----- Source material
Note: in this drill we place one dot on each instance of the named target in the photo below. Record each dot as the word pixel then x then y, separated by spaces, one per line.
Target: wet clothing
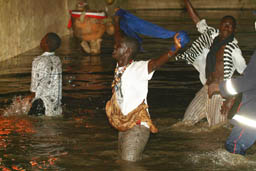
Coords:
pixel 196 55
pixel 204 107
pixel 132 142
pixel 47 82
pixel 243 136
pixel 127 110
pixel 125 122
pixel 132 90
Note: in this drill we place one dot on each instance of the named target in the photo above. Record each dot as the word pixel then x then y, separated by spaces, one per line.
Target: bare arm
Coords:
pixel 157 62
pixel 193 14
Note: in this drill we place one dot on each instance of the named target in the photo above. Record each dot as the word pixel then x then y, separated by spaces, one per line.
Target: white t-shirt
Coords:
pixel 132 90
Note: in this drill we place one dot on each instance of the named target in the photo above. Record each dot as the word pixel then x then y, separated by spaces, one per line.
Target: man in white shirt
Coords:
pixel 46 81
pixel 127 110
pixel 216 55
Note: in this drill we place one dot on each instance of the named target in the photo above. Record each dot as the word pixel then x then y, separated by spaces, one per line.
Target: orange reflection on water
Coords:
pixel 10 125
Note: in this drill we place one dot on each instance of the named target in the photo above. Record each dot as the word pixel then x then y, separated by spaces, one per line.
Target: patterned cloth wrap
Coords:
pixel 132 26
pixel 124 122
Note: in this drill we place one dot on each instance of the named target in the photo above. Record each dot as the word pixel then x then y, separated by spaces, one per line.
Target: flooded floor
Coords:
pixel 84 140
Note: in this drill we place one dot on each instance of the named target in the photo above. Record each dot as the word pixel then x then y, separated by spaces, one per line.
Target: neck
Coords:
pixel 124 63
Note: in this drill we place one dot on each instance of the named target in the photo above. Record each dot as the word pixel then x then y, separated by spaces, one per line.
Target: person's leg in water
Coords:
pixel 37 108
pixel 240 140
pixel 197 108
pixel 132 142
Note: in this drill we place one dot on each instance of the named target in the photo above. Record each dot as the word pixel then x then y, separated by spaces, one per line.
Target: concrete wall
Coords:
pixel 177 4
pixel 24 22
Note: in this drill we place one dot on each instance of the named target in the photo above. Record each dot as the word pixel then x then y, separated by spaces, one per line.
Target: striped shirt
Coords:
pixel 197 53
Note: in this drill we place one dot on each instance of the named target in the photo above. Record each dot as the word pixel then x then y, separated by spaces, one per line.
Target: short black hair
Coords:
pixel 133 44
pixel 53 41
pixel 230 17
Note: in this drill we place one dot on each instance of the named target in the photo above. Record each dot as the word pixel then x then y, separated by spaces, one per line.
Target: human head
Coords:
pixel 227 26
pixel 50 42
pixel 126 50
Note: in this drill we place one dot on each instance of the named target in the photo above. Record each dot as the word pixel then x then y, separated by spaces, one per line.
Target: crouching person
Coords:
pixel 127 110
pixel 243 134
pixel 46 82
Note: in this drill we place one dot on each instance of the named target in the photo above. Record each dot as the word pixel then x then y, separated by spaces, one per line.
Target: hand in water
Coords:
pixel 227 106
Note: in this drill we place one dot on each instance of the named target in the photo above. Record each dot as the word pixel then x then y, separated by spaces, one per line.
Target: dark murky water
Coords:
pixel 83 140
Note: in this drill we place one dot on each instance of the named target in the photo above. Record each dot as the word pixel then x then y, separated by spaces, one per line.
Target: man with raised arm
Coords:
pixel 216 55
pixel 127 110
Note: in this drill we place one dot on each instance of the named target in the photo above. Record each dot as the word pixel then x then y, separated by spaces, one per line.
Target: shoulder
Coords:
pixel 203 27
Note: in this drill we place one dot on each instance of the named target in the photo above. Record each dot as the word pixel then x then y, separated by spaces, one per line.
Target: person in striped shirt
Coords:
pixel 216 55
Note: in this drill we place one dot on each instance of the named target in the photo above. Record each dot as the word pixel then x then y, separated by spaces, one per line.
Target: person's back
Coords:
pixel 46 81
pixel 216 55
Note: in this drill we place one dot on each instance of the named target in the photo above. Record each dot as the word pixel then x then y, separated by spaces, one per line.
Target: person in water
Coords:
pixel 216 55
pixel 127 110
pixel 46 81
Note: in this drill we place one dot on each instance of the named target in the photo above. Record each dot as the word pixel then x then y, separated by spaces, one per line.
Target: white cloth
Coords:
pixel 132 90
pixel 200 62
pixel 46 82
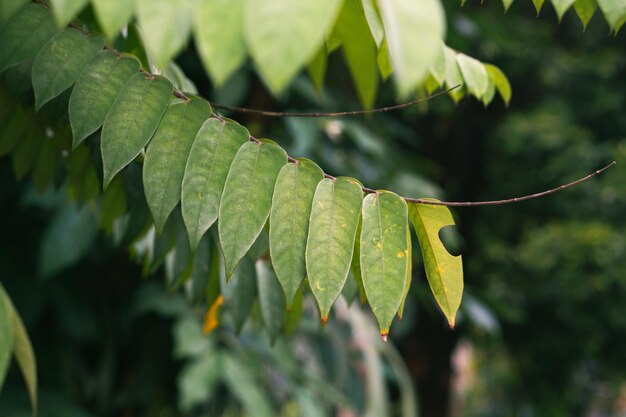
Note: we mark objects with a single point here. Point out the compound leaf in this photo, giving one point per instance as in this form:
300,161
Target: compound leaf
332,230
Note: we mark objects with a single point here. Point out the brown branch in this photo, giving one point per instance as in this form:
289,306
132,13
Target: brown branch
509,200
246,110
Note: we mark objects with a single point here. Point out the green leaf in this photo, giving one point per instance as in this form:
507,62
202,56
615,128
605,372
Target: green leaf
241,382
24,34
23,351
212,153
409,272
414,30
223,20
289,222
359,50
247,198
132,121
501,82
240,291
68,238
167,154
561,6
298,27
8,8
7,331
438,69
585,10
453,75
384,254
332,230
113,15
614,11
474,73
165,27
95,91
59,63
507,4
373,20
271,299
65,10
443,271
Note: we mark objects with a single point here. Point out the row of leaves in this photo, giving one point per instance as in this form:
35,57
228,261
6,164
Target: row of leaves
318,227
307,33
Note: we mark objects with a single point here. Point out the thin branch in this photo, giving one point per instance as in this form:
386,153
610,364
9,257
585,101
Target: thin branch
509,200
330,114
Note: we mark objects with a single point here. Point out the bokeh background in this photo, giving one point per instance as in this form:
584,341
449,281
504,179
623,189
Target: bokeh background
542,327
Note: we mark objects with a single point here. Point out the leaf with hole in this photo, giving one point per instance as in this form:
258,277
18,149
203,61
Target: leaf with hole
24,34
59,63
132,120
384,254
247,198
443,271
212,153
289,222
332,230
95,91
167,154
165,26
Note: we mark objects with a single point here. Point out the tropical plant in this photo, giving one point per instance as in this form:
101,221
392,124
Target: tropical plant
136,126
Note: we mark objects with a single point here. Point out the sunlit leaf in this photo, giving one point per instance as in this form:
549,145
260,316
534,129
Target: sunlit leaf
271,299
289,222
474,73
165,26
332,230
414,29
132,121
95,91
7,331
59,63
167,153
247,198
113,15
24,34
212,153
359,50
561,6
298,27
223,20
443,271
384,254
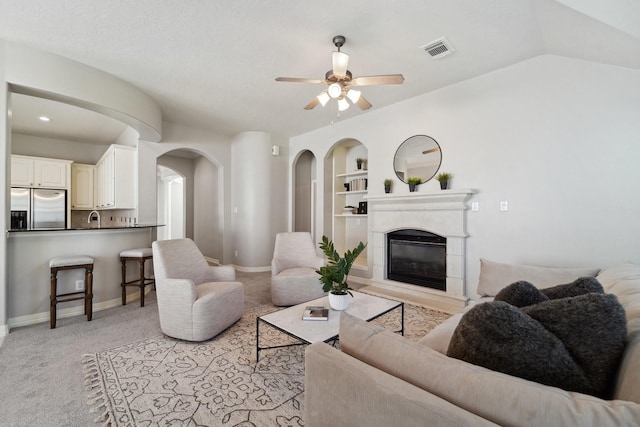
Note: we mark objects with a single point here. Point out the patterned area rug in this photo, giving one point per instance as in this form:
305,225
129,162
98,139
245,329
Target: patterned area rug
164,381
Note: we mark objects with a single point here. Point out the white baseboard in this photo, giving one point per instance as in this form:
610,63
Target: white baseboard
252,269
212,261
32,319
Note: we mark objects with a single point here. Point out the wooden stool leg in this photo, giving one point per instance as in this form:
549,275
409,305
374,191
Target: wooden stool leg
124,280
88,302
141,282
52,298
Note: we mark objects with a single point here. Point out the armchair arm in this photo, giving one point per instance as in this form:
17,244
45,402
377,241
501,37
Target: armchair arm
221,273
277,266
178,294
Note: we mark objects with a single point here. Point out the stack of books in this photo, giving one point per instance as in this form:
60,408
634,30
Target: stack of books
312,312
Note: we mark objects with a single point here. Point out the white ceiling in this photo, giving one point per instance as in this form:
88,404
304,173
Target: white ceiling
212,64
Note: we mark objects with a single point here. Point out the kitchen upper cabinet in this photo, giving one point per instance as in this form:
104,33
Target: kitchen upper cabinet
82,186
38,172
116,178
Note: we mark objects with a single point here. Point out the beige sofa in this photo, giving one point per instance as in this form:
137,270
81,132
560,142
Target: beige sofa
383,379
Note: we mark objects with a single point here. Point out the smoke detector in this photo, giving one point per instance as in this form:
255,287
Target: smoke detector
438,49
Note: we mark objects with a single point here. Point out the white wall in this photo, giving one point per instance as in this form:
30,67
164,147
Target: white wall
259,188
208,212
555,137
77,84
5,179
54,148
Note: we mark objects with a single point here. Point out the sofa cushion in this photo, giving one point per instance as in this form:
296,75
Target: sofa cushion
572,343
623,280
494,276
523,293
501,398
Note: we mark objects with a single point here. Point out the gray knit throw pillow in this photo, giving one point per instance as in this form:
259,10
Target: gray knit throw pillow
572,343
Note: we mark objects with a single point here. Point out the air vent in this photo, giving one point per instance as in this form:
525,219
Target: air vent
439,48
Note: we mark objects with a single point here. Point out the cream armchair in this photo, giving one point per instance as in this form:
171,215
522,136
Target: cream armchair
195,300
293,269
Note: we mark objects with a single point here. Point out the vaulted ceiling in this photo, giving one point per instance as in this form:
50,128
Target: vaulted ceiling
212,64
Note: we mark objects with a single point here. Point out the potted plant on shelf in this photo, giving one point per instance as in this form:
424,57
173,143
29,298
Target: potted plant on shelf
348,210
387,185
413,182
444,178
333,276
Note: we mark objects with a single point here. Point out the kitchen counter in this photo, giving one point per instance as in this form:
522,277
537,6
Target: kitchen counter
134,227
28,273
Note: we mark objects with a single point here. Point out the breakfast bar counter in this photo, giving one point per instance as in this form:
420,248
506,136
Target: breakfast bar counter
28,274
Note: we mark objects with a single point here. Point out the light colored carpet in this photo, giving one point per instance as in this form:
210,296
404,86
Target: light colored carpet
41,378
164,381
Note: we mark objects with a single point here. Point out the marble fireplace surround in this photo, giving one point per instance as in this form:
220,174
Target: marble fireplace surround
443,213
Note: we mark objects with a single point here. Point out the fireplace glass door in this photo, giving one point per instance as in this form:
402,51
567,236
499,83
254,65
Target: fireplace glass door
417,257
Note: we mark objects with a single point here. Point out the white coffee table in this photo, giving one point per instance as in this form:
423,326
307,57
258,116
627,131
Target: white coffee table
363,306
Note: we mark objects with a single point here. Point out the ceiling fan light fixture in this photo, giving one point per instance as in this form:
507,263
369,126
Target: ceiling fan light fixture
340,63
353,95
334,90
323,98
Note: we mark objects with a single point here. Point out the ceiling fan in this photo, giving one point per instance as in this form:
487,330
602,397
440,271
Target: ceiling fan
340,81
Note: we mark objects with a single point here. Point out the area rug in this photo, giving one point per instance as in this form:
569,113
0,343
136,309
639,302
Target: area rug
164,381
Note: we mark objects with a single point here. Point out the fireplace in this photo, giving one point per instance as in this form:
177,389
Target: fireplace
442,213
417,257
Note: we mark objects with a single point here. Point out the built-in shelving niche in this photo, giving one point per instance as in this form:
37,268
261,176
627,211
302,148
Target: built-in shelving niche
349,229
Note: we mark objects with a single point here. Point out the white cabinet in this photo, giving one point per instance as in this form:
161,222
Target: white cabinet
116,179
82,186
39,172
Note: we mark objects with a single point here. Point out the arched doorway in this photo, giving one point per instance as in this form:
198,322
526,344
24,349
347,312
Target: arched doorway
305,193
171,204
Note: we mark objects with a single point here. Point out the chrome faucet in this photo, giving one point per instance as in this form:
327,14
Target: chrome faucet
97,214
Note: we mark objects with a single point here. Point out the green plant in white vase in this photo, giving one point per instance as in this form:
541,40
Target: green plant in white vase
413,182
443,178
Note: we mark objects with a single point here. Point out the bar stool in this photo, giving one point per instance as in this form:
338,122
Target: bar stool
71,263
140,255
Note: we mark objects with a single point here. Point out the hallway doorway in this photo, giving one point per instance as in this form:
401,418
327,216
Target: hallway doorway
171,204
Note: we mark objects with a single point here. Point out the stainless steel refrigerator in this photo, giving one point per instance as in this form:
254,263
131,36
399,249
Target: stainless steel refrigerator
38,209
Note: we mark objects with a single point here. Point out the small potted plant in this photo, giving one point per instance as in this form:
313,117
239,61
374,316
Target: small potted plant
444,178
387,185
413,182
333,276
348,210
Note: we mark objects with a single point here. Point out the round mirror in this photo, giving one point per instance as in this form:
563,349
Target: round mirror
418,156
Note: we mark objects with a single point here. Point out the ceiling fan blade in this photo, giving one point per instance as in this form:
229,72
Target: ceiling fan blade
387,79
312,104
431,150
298,80
363,103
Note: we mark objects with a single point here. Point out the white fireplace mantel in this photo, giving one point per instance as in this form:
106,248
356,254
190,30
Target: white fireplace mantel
443,213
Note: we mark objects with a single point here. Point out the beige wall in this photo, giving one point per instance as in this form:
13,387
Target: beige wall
555,137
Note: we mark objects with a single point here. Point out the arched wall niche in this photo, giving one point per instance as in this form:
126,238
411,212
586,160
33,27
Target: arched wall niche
304,192
340,168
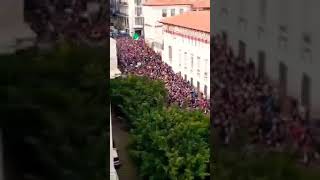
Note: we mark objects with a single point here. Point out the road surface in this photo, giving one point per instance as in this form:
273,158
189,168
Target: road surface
121,137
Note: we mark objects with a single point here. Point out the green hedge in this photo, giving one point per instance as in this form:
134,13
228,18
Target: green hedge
57,105
168,142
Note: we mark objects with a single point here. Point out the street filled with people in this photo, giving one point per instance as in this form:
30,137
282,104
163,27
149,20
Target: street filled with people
137,58
244,101
53,19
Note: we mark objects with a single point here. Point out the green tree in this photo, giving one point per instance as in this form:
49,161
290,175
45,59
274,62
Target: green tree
169,142
57,104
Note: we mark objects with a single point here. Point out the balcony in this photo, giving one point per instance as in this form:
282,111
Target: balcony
138,21
123,3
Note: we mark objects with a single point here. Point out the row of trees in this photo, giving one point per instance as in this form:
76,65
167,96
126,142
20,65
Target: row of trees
57,109
168,142
240,161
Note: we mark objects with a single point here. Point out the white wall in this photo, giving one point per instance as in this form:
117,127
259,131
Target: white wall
152,16
299,16
199,49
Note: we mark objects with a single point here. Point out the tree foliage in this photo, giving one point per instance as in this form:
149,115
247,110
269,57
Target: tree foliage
169,143
238,163
56,126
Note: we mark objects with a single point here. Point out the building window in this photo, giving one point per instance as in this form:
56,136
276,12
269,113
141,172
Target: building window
137,2
139,21
283,37
260,32
164,13
185,60
173,12
170,54
138,11
198,66
224,9
191,62
306,48
263,11
205,77
179,57
243,23
206,91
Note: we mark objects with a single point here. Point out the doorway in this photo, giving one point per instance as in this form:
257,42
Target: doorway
242,50
305,93
261,64
283,72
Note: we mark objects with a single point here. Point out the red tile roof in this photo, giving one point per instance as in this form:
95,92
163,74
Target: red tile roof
197,20
194,3
201,4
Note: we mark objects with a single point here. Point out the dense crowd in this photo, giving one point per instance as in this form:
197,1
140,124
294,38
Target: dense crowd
53,19
243,100
135,57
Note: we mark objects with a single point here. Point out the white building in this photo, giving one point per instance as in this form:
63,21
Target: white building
15,34
130,16
282,37
1,157
187,47
114,71
156,10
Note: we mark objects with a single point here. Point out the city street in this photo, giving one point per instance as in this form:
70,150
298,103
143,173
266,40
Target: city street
121,139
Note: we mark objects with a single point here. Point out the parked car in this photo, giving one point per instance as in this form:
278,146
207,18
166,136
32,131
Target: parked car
116,159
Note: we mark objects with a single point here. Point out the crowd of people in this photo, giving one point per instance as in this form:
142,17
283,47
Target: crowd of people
53,19
243,100
137,58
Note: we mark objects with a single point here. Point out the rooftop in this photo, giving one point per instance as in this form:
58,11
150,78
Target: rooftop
197,20
194,3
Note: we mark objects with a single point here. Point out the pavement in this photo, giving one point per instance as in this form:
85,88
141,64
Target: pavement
127,170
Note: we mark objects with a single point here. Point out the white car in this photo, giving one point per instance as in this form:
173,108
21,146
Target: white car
116,159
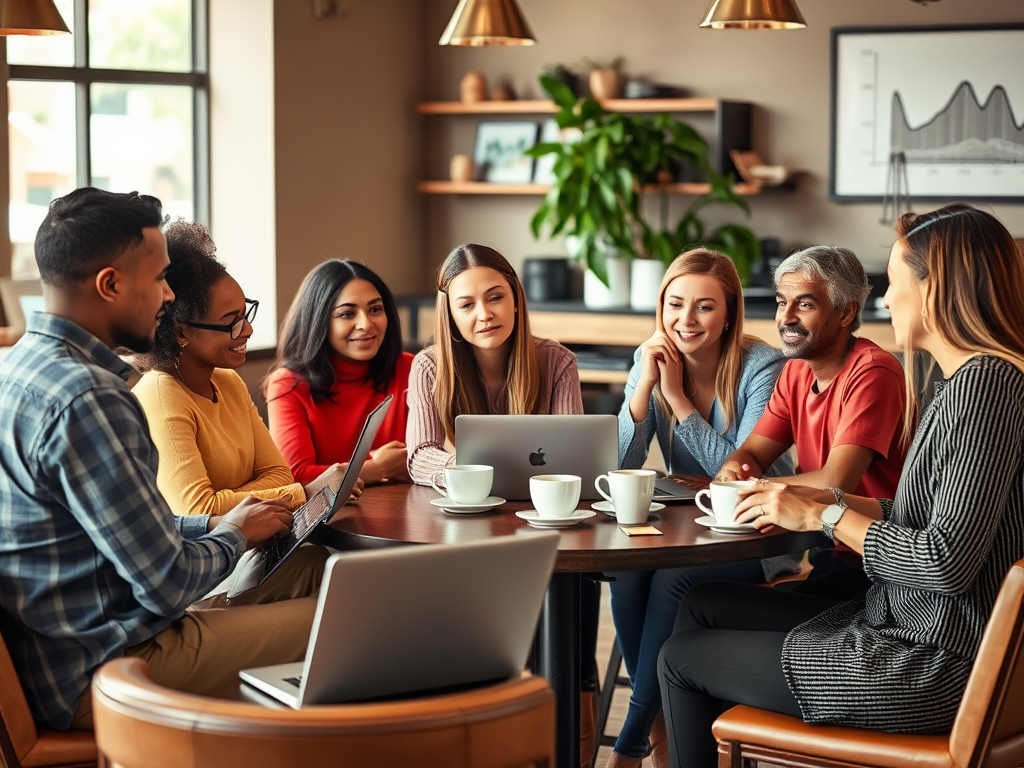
----------
=== Work instruction ===
Pull out every line of the entries that includes the word "person".

=== Exercise result ===
Target: person's leg in water
Target: crouching person
Target: person in striped shirt
Target: person's back
Target: person in water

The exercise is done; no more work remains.